▶ **WORK REQUIRED**: Rename "single dot" to "single point" throughout the material below, leaving everything else unchanged. Omit the pictures from your answer.

(Collected data)
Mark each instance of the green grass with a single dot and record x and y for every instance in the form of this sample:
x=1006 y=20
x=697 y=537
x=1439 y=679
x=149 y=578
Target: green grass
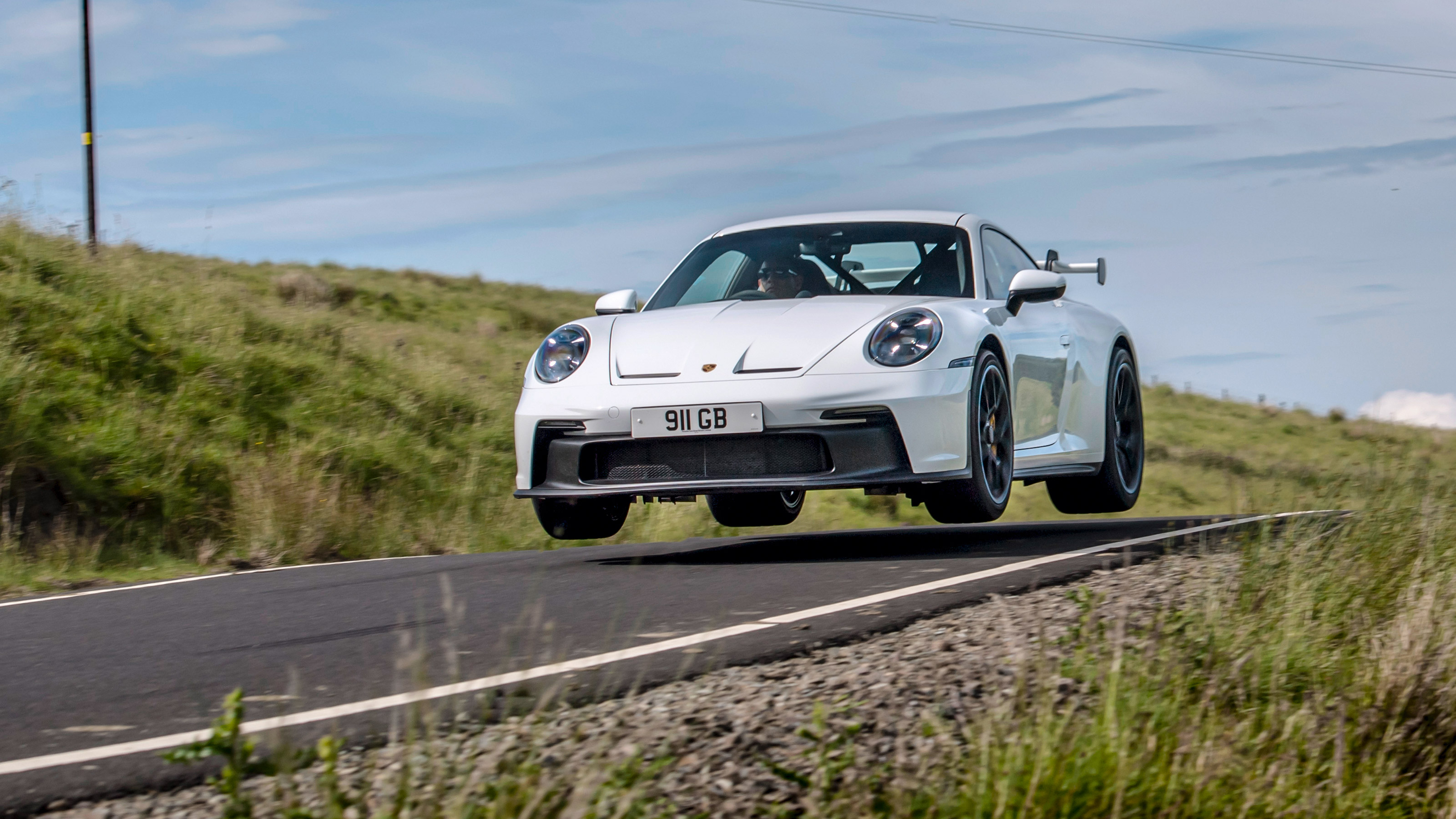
x=162 y=415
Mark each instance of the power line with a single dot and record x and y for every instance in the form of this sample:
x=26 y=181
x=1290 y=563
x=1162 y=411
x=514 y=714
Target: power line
x=88 y=136
x=1114 y=40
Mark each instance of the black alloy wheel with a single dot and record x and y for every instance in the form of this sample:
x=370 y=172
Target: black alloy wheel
x=581 y=518
x=1116 y=487
x=756 y=509
x=991 y=451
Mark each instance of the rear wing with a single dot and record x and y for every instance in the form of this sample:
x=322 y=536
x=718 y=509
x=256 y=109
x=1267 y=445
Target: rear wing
x=1055 y=264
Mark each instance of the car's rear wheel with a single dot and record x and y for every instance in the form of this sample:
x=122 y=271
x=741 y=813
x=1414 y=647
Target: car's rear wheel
x=1116 y=487
x=756 y=509
x=581 y=518
x=989 y=448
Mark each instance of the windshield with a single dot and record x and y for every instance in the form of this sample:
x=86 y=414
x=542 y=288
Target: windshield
x=804 y=261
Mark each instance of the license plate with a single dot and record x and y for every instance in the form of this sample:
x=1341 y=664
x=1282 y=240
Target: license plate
x=697 y=420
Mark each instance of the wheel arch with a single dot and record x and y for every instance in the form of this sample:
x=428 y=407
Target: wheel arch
x=995 y=346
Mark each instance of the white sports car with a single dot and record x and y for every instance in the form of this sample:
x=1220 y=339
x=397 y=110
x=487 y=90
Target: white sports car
x=915 y=353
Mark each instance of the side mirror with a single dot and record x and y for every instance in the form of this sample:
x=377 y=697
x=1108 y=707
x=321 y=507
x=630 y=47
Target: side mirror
x=617 y=302
x=1031 y=286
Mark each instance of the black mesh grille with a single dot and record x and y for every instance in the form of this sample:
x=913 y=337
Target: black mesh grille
x=704 y=458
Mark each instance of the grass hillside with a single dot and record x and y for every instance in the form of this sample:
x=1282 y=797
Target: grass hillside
x=162 y=413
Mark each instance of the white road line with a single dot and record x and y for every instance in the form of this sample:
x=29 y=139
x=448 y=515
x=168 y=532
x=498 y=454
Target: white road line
x=468 y=687
x=153 y=585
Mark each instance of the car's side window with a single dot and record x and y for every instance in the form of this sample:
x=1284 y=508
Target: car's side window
x=1004 y=260
x=714 y=282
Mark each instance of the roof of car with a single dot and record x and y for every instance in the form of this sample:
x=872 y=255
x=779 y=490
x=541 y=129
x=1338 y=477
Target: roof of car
x=924 y=216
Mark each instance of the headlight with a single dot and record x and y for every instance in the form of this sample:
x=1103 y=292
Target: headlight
x=905 y=339
x=562 y=353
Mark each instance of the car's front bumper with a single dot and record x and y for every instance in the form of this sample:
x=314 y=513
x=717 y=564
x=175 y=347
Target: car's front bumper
x=867 y=452
x=922 y=438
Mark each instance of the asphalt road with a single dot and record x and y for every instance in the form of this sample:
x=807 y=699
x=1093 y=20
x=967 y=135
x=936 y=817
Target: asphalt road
x=101 y=669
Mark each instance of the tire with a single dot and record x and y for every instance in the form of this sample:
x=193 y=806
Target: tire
x=756 y=509
x=991 y=451
x=1116 y=487
x=581 y=519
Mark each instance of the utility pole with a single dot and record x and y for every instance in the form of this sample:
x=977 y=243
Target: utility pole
x=88 y=137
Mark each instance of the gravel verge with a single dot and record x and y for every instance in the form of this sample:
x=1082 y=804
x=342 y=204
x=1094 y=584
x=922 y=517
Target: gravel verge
x=705 y=745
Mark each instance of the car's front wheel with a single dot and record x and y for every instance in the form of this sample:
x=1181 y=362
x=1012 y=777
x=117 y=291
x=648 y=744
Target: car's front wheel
x=583 y=518
x=1116 y=487
x=756 y=509
x=989 y=450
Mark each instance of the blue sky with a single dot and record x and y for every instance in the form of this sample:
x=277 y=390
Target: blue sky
x=1270 y=229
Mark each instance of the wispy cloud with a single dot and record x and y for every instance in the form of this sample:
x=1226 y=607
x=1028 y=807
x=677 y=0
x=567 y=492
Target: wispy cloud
x=521 y=193
x=1416 y=409
x=255 y=15
x=1359 y=315
x=1346 y=159
x=237 y=46
x=1223 y=359
x=994 y=151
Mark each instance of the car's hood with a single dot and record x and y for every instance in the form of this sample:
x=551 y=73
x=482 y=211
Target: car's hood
x=737 y=340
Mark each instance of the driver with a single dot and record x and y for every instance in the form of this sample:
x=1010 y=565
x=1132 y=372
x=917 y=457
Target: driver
x=783 y=278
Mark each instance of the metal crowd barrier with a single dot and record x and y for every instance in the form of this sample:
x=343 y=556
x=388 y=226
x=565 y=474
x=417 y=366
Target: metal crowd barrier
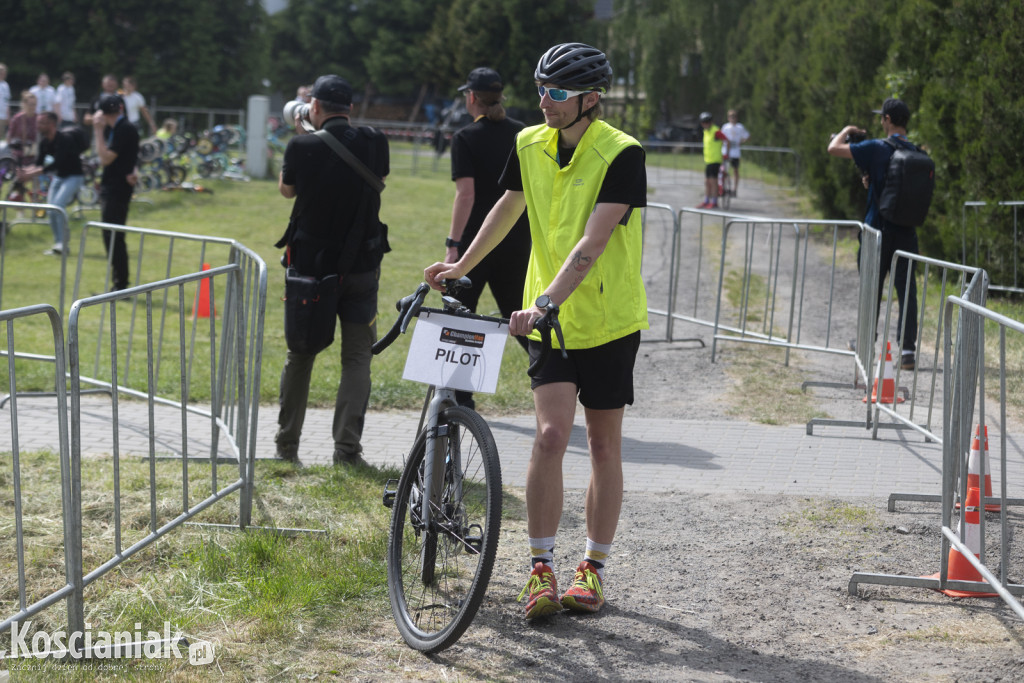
x=8 y=218
x=995 y=256
x=103 y=332
x=776 y=252
x=772 y=166
x=964 y=379
x=29 y=600
x=662 y=264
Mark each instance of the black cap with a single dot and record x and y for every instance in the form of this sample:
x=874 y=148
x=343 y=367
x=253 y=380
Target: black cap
x=483 y=80
x=110 y=103
x=897 y=112
x=333 y=89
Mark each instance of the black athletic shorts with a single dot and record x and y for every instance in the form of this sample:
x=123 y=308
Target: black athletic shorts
x=603 y=375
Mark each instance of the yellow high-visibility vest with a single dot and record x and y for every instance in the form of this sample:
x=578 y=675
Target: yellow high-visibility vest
x=610 y=302
x=713 y=147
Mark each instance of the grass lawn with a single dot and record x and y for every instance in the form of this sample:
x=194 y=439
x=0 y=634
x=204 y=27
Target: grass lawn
x=417 y=209
x=275 y=606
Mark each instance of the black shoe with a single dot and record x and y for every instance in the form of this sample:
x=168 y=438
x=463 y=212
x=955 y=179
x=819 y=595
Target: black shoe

▶ **PROBLEM SOLUTION**:
Mark each instance of the green grass with a single point and record x and y for every instance in the form of this sample:
x=1006 y=20
x=697 y=537
x=1439 y=679
x=149 y=578
Target: green grass
x=162 y=415
Mark each instance of the power line with a single point and record x and y for every instance in the form of this sample:
x=26 y=181
x=1290 y=563
x=1162 y=411
x=514 y=714
Target: power line
x=88 y=136
x=1114 y=40
Mark each instance of the black alloy wheel with a single point and record x and y for every instance in the form of this sample:
x=370 y=172
Target: black alloy wheel
x=581 y=518
x=1116 y=487
x=756 y=509
x=991 y=451
Mark each instance of the rear wing with a single point and record x and y for every instance in the form of this sample:
x=322 y=536
x=718 y=509
x=256 y=109
x=1267 y=445
Target: rear wing
x=1055 y=264
Mark each instance of the car's rear wheel with a single point and record x and y for every instance in the form of this sample:
x=122 y=271
x=741 y=813
x=1414 y=647
Target: car's rear wheel
x=1116 y=487
x=756 y=509
x=581 y=518
x=989 y=448
Mark each instance of the windshield with a single point and record x and y for every instance in the form of this sample:
x=86 y=414
x=542 y=288
Target: windshield
x=804 y=261
Mark each instance of the license plate with a single point and record x and y for every instance in the form of this sample:
x=1341 y=664
x=1282 y=240
Target: license plate
x=697 y=420
Mark each instance of the wheel arch with a single point and record x and y for every instance in the form of this sample:
x=428 y=407
Target: wheel arch
x=995 y=346
Mark each instance of the white sports car with a single point and record x and y for every instance in the form of this sample:
x=1220 y=339
x=397 y=110
x=487 y=90
Target: white sports car
x=915 y=353
Mark each instance of the side mirror with a single point and record x and y for every instance in the form of this sample:
x=377 y=697
x=1108 y=707
x=321 y=507
x=630 y=47
Target: side mirror
x=617 y=302
x=1031 y=286
Mark each instance of the black mesh grille with a single point and record x and y for every instance in the form of this sample:
x=913 y=337
Target: black mesh grille
x=704 y=458
Mark each instance of the grass hillside with a single point and record x and y for every instance in the form of this sample:
x=1282 y=797
Target: grass hillside
x=162 y=413
Mark each instance of the white road line with a single point and record x and y for every instance in the form of this sample:
x=29 y=139
x=448 y=515
x=168 y=532
x=498 y=454
Target: white road line
x=468 y=687
x=153 y=585
Mark each instance of the car's side window with a single point and record x and y for every instance in the form of this sample:
x=1284 y=508
Target: car's side window
x=1004 y=260
x=714 y=282
Mark each instance of the roof of car with a single point and record x and y for every instance in the form of this sample:
x=872 y=255
x=779 y=490
x=541 y=129
x=1338 y=477
Target: roof of car
x=924 y=216
Mark each instance of the headlight with a single point and record x and y for every instance in the form of this sample:
x=1103 y=292
Target: headlight
x=905 y=339
x=562 y=353
Mark each instance of the car's front bumper with a single point and record x and y for every instance in the form of this sample:
x=314 y=513
x=717 y=564
x=175 y=347
Target: car's front bumper
x=867 y=452
x=922 y=438
Mark each instance of the asphalt road with a single point and record x and y for every instance in the form of this sample:
x=807 y=699
x=1093 y=20
x=967 y=135
x=936 y=817
Target: asphalt road
x=101 y=669
Mark each instance of the tire with a single point and record x and y for every instance in the form of this sample:
x=193 y=806
Target: tire
x=756 y=509
x=991 y=451
x=1116 y=487
x=581 y=519
Mark each instance of the utility pole with a single point and record x and y for every instance in the form of this sample:
x=977 y=243
Target: utility pole
x=88 y=137
Mark each instance of the gravel verge with a single point and record x and y for every instance in the form of this sample:
x=1082 y=804
x=342 y=204
x=1094 y=584
x=922 y=517
Target: gravel verge
x=705 y=745
Mark each instance of the car's front wheel with a single point and record x and y for every instance in the form of this sample:
x=1181 y=362
x=1012 y=777
x=117 y=291
x=648 y=744
Target: car's front wheel
x=583 y=518
x=1116 y=487
x=756 y=509
x=989 y=450
Mark each instance of the blue sky with a single point and record x and y for every instance in the form of this sample:
x=277 y=390
Target: blue sky
x=1270 y=229
Mark each instance of the wispy cloud with a single point and record x and y for every instance in the form of this sample:
x=1226 y=607
x=1028 y=807
x=677 y=0
x=567 y=492
Target: wispy cloud
x=521 y=193
x=1416 y=409
x=255 y=15
x=1359 y=315
x=1346 y=159
x=237 y=46
x=1223 y=359
x=994 y=151
Mark each instance of the car's hood with a single point and record x and y for every instance in the form of this sample:
x=551 y=73
x=482 y=211
Target: car's hood
x=737 y=340
Mark each instance of the driver with a single point and record x and y for every instance in the form of this sample:
x=1010 y=565
x=1132 y=372
x=917 y=457
Target: driver
x=783 y=278
Mark each instance of the metal crowd barrier with a single point and record x and y for every instance in the form of this sample:
x=343 y=556
x=388 y=226
x=565 y=474
x=417 y=366
Target: metal crowd barrier
x=8 y=218
x=995 y=256
x=103 y=332
x=776 y=252
x=772 y=166
x=964 y=379
x=29 y=600
x=662 y=264
Mark each instance of the black cap with a single point and record x and y for every instance in the form of this sample:
x=874 y=148
x=343 y=367
x=253 y=380
Target: black cap
x=483 y=80
x=110 y=103
x=897 y=112
x=333 y=89
Mark each instance of the black athletic shorts with a single point and record x and y for every instance in the form of this sample:
x=123 y=308
Target: black athletic shorts
x=603 y=375
Mark each instance of the yellow high-visibility vest with a single point and record x and y for every instance in the form of this sample:
x=578 y=675
Target: yellow high-visibility vest
x=610 y=302
x=713 y=147
Mark each instance of the grass lawn with a single point and record x and y for every instance in the form of this sample:
x=194 y=439
x=0 y=634
x=204 y=27
Target: grass lawn
x=417 y=209
x=275 y=606
Mark each instance of the black shoe with a single point and record x and y for every instance in the form of this sample:
x=168 y=438
x=463 y=212
x=955 y=179
x=819 y=595
Target: black shoe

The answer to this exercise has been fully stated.